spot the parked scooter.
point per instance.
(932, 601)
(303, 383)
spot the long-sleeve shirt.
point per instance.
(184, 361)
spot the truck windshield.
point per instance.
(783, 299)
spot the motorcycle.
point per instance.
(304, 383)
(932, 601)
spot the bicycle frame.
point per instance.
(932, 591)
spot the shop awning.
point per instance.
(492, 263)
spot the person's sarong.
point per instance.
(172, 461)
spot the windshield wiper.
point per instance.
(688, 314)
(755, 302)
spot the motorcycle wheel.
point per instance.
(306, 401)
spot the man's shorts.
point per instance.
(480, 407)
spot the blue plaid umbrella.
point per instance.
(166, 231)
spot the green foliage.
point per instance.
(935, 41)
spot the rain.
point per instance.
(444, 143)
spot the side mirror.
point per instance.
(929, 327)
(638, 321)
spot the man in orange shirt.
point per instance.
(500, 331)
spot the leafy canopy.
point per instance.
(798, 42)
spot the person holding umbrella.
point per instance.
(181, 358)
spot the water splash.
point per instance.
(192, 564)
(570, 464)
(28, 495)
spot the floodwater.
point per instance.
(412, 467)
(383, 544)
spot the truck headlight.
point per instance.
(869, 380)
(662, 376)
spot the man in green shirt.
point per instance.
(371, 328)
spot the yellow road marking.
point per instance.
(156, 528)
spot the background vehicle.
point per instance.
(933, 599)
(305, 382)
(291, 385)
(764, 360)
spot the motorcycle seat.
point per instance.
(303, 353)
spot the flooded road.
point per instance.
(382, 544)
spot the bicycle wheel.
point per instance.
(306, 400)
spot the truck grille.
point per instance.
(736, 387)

○ ○ ○ ○

▶ **What this task involves**
Reproduce only the lines of the data starting at the line containing "spot the motorcycle seat." and ending at the last line of the data. Replace every "spot" with "locate" and leave everything else unchanged.

▶ **Result of this exercise**
locate the motorcycle seat.
point per instance.
(303, 353)
locate the flooded road.
point per instance.
(382, 544)
locate the bicycle wheel.
point per instance.
(306, 400)
locate the truck grille.
point per instance.
(736, 387)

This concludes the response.